[Extracted records]
*** Block opens ***
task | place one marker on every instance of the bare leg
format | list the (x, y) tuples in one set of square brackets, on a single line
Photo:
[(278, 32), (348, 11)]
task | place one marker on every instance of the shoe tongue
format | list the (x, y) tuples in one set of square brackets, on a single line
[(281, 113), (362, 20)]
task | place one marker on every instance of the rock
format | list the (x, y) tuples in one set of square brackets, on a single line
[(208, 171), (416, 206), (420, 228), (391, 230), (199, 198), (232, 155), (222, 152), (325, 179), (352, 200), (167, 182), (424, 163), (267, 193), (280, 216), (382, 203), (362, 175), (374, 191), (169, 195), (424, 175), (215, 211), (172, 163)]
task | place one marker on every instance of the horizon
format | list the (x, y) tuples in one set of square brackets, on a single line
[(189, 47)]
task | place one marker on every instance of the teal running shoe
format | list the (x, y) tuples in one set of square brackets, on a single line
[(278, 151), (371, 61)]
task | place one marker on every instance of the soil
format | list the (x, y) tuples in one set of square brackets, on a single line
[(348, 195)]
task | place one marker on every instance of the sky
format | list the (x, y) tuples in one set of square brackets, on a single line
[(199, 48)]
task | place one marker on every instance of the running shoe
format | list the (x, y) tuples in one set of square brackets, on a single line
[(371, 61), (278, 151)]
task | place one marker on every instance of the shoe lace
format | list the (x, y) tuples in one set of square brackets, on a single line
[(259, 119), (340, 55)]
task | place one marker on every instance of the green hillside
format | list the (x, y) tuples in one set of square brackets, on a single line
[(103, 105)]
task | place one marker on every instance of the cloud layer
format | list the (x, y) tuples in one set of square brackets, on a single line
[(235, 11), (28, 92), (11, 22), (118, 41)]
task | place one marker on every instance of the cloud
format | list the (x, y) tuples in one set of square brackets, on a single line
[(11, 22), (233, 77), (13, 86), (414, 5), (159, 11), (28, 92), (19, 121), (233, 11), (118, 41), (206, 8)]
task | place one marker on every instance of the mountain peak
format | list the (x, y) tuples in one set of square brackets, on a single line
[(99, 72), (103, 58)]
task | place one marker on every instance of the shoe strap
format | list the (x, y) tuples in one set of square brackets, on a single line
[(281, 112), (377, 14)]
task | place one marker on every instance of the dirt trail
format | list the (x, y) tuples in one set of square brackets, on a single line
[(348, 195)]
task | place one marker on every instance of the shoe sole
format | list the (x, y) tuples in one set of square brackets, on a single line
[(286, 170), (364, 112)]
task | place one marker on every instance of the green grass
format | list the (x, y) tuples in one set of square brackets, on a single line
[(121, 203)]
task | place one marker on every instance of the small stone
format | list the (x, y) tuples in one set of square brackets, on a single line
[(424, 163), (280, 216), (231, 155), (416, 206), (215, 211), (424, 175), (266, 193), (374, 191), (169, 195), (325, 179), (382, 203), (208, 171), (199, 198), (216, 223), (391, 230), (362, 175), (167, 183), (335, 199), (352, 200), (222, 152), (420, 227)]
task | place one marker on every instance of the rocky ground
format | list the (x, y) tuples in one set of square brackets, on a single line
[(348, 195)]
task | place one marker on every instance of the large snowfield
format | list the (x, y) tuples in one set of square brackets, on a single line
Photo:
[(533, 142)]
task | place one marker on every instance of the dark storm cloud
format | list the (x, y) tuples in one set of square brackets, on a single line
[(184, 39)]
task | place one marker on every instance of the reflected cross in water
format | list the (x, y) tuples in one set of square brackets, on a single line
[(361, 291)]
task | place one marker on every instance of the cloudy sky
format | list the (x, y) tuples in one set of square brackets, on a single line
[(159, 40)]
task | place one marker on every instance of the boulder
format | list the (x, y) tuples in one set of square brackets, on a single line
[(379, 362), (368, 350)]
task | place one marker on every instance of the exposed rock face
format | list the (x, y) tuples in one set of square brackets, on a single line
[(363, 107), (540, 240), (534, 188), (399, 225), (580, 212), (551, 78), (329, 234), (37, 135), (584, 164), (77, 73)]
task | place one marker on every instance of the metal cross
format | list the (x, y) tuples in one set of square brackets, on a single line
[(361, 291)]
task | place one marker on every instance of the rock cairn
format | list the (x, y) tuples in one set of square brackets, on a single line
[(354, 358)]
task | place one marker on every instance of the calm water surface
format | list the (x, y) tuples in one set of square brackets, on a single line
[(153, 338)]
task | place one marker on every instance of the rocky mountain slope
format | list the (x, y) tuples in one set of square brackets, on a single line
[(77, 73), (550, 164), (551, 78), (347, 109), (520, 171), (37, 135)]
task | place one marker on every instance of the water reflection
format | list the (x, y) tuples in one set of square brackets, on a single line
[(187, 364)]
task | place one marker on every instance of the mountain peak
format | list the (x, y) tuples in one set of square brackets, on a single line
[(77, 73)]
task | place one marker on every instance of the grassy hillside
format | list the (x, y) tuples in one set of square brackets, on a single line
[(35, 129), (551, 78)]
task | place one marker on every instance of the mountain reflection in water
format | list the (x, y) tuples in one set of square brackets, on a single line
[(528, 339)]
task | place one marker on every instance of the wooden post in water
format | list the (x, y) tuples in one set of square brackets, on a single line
*** Block closes ***
• Your instructions
Respond with only the number of lines above that include the string "cross".

• Written answer
2